● TEXT SEGMENT

-----

The last volcanic eruption on the Reykjanes peninsula, near the Icelandic capital of Reykjavik, took place in the 12th century, so there was much excitement when, after three weeks of precursor earthquakes, lava stated to flow from the Fargradalsfjall volcano on 19 March 2021. Having spent part of my childhood in Iceland, I was really keen to see the eruption and, once COVID-19 restrictions and work commitments allowed, I flew out to Iceland with my wife in late July 2021.
The volcano lies on the North Atlantic Ridge, which is the boundary between the Eurasian and North American oceanic plates. The plates are moving apart at an average rate of about 20 mm a year. As the stress builds, it allows the intrusion of magma into fractures and, if the magma reaches the surface, a volcanic eruption. In this area, eruptions tend to be rather gentle and dominated by basaltic magma, which flows over he surface, rather than by explosive events that produce ash.
In the initial days after the eruption started, visitors could approach relatively close to the erupting crater, but as lava began to spread out, it progressively cut off the paths and pushed potential viewing points back.
When we arrived in Iceland the weather was challenging, with fog, heavy rain and strong winds. Nevertheless, a chance to see an active volcano is one few geologists would pass up, so we donned our hiking gear and walked up to the best viewing point — where we saw fog and heavy rain! But in moments when the wind dropped we could hear and almost feel explosions from the crater. On the point of heading down the mountain, we met a group of hikers who told us that there was glowing lava visible 45 minutes further along the mountain ridge, so we pressed on and sure enough, we began to see glowing red lava dimly through the fog.

-----

● DATA

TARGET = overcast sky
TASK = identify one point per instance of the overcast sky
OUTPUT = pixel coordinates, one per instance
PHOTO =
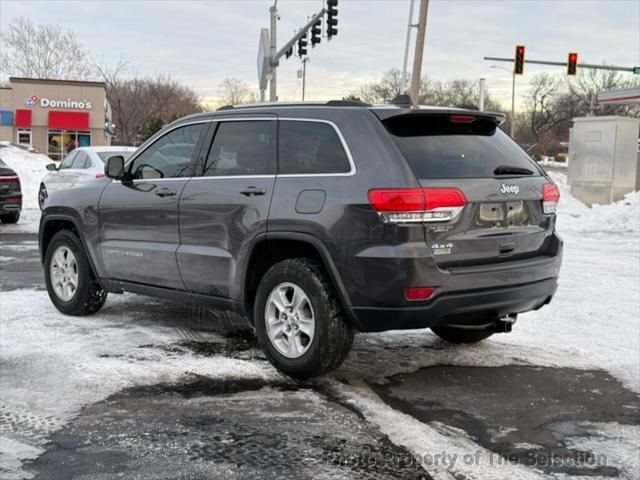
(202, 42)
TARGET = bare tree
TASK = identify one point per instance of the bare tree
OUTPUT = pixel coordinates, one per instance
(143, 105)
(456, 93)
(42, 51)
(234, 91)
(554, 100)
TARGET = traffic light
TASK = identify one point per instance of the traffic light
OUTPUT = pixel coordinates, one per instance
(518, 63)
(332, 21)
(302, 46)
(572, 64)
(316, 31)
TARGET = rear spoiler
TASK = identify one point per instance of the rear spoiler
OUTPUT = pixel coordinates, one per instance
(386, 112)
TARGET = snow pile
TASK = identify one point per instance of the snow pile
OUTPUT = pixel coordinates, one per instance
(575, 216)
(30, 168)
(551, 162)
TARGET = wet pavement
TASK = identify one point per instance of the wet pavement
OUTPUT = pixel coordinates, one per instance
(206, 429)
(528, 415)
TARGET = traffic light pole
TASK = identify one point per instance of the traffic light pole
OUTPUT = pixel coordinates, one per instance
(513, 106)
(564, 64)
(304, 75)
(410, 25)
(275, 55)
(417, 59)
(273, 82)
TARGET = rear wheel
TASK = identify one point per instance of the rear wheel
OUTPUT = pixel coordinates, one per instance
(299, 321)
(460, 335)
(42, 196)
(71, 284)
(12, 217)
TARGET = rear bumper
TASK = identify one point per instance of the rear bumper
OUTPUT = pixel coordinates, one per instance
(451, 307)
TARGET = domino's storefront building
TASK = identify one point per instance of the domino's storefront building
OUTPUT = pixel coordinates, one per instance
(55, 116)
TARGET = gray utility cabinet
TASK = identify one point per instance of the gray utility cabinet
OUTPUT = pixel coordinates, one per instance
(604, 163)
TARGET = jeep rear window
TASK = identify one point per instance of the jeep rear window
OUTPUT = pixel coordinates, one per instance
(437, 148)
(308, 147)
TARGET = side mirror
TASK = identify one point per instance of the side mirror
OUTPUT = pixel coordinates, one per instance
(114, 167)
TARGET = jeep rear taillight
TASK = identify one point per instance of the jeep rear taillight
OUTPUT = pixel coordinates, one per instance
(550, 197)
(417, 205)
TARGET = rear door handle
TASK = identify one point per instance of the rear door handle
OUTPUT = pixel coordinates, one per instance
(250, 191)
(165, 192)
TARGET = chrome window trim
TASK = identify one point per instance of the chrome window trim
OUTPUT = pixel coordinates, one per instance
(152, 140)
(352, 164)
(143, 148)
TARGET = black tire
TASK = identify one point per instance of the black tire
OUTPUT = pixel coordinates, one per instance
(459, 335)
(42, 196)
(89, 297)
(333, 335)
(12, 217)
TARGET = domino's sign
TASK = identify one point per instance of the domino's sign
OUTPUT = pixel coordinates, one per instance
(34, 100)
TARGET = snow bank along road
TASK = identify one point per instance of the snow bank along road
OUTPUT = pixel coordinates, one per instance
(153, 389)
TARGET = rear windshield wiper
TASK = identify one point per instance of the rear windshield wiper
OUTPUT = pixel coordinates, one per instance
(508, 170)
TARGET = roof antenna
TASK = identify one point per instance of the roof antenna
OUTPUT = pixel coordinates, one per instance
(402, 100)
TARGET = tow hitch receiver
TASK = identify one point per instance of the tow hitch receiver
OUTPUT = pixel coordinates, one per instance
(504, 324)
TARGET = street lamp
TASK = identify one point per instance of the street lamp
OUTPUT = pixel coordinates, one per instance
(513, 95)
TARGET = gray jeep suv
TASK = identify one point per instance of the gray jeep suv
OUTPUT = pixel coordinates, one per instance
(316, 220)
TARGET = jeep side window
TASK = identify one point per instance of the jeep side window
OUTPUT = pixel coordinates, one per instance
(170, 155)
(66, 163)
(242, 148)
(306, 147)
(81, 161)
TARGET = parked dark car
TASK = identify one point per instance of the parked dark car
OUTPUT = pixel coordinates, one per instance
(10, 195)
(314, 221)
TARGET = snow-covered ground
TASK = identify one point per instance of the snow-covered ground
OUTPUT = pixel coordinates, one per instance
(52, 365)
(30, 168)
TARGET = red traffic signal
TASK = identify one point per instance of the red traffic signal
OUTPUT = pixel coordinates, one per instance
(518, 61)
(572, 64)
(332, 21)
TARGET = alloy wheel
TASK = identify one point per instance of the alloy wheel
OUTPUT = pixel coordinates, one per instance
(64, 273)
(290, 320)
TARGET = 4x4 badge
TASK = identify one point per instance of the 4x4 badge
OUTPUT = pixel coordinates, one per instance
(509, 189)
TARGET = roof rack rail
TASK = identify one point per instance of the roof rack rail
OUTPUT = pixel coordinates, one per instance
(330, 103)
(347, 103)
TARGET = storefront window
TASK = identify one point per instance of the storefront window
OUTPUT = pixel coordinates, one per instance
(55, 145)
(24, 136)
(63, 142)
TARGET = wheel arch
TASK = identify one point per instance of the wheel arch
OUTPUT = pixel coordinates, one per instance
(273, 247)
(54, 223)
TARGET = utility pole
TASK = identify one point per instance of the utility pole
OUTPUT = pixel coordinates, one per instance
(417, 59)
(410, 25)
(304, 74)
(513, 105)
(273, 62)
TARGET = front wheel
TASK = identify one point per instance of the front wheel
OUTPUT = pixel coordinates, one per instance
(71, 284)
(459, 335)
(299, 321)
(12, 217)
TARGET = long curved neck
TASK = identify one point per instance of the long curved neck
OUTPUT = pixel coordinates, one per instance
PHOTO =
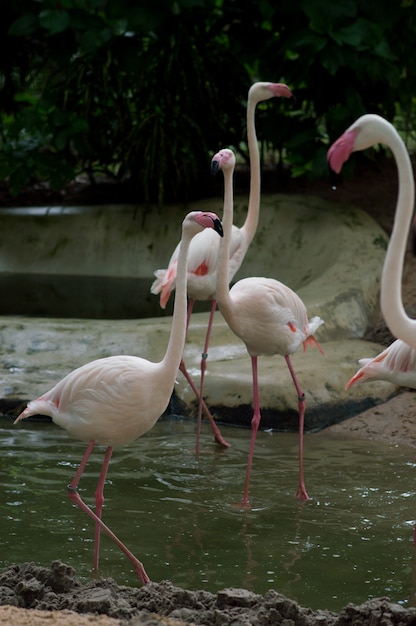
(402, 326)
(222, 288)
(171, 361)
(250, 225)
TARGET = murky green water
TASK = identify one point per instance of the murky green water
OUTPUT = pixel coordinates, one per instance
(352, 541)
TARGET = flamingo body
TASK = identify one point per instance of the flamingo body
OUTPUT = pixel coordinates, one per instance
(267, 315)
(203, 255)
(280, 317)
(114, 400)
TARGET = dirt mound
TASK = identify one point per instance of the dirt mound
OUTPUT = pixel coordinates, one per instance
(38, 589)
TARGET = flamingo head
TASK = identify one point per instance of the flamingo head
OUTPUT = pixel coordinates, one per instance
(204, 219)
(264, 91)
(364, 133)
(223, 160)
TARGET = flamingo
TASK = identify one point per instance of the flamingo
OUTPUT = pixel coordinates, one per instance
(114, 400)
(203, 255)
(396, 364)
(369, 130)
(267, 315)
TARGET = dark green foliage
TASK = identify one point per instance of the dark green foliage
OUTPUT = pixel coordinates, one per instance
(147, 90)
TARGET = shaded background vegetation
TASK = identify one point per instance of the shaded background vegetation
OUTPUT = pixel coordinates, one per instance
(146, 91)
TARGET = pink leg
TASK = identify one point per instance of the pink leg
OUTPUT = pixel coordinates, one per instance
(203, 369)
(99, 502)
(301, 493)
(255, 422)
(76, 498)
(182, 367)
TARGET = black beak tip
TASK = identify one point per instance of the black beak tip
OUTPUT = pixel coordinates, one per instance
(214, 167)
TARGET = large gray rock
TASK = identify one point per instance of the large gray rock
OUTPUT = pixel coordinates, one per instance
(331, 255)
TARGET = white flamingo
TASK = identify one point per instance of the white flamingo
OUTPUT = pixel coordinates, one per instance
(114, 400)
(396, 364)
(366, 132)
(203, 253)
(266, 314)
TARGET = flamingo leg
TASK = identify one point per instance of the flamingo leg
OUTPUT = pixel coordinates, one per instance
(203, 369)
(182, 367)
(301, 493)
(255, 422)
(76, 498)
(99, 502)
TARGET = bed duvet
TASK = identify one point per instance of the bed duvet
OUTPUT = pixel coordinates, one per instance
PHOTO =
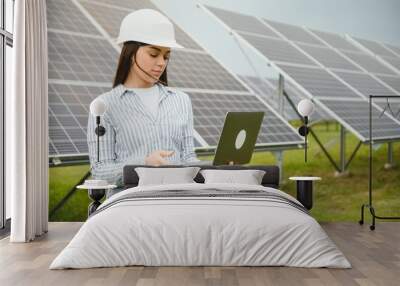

-----

● TASK ITEM A
Answer these questions from the account of the Icelandic volcano:
(i) On what date did lava start to flow from the Fargradalsfjall volcano?
(ii) At what average rate are the plates moving apart?
(iii) According to the hikers, how far further along the mountain ridge was glowing lava visible?
● TASK ITEM B
Translate this sentence from the account of the Icelandic volcano into Spanish: "The plates are moving apart at an average rate of about 20 mm a year."

● TASK RESULT A
(i) 19 March 2021
(ii) About 20 mm a year
(iii) 45 minutes

● TASK RESULT B
Las placas se están separando a un ritmo medio de unos 20 mm al año.